# Data for this task
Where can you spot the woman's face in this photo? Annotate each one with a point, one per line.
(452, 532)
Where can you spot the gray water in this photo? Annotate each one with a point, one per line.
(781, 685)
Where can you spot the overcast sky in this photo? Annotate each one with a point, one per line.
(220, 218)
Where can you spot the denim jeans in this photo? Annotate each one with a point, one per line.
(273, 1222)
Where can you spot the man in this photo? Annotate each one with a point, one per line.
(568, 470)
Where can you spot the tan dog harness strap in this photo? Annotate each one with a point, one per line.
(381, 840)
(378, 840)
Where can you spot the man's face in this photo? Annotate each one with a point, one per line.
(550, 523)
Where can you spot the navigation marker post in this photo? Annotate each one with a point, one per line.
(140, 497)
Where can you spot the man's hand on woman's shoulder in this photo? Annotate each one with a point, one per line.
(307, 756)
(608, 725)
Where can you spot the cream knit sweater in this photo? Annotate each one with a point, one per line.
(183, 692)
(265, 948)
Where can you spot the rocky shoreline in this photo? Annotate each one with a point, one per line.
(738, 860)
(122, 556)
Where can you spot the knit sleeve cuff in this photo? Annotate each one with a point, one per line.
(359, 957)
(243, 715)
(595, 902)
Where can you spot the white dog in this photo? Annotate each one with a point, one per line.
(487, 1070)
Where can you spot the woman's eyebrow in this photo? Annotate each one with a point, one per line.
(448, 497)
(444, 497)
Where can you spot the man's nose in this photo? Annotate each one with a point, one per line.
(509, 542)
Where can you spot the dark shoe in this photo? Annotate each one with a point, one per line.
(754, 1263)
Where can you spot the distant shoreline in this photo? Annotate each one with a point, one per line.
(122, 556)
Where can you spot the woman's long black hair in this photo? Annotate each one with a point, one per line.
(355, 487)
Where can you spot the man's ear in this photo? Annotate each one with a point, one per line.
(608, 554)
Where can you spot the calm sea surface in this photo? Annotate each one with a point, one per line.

# The exercise
Write each line above out exactly.

# Result of the task
Where can you spot the woman's face in this photo? Annotate each one with a point, one per line.
(452, 532)
Where can you spot the gray water in this photo? Annotate each one with a point, one per line.
(781, 685)
Where can you spot the overcast sky in this photo? Annotate each one with a point, one per line.
(220, 218)
Where can you spot the denim jeans in this photo? Annotate each one with a point, one per line.
(273, 1222)
Where can you spot the man in this photo? Annotate each one with a point, one per line.
(568, 470)
Where can you spot the tan dog harness strap in this photo? Annotate each one with a point, one per line.
(381, 840)
(378, 840)
Where can you spot the man's face in this photo? Annotate each one with a point, one per line.
(550, 523)
Where can you spot the navigation marker post in this photo? Annotate each one with a point, one per line.
(140, 497)
Where can you spot the man's hand on woman's shoulder in this photo? Annotate each one with a point, one per line.
(307, 756)
(608, 725)
Where can you spot the cream knit sweater in this photo? Annotate each one with a point, one per line.
(183, 692)
(265, 948)
Where can you spot the rocky shoreline in this photo? Annotate each one with a point, one per line.
(738, 860)
(122, 556)
Where can you spot the knit sleeve cuff in this photo? Annotate each one with a point, one per line.
(359, 957)
(243, 715)
(595, 902)
Where can you spot the white dog in this photo? Annotate each one with a point, one per line.
(487, 1070)
Where can you spot the woman's eyebrow in this photo? Annotate each one with a point, one per line.
(448, 497)
(444, 497)
Where can you spot the man's nose in this photo? Annotate each one with a point, one per line.
(509, 542)
Where can you spot the dark shoe in this photo? Annotate each one with a point, one per line.
(754, 1263)
Where can you spot the distant shoreline in this photo? Annotate each one with a point, one per line.
(122, 556)
Where can you spot the woman's long black hair in this photo? Annotate each one with a point, one per line.
(355, 487)
Where can you spot the man's ear in this photo? Annotate each one with a point, one per line.
(608, 554)
Where can you spot the calm sea surface in this photo? Annotate each one with a point, one per line.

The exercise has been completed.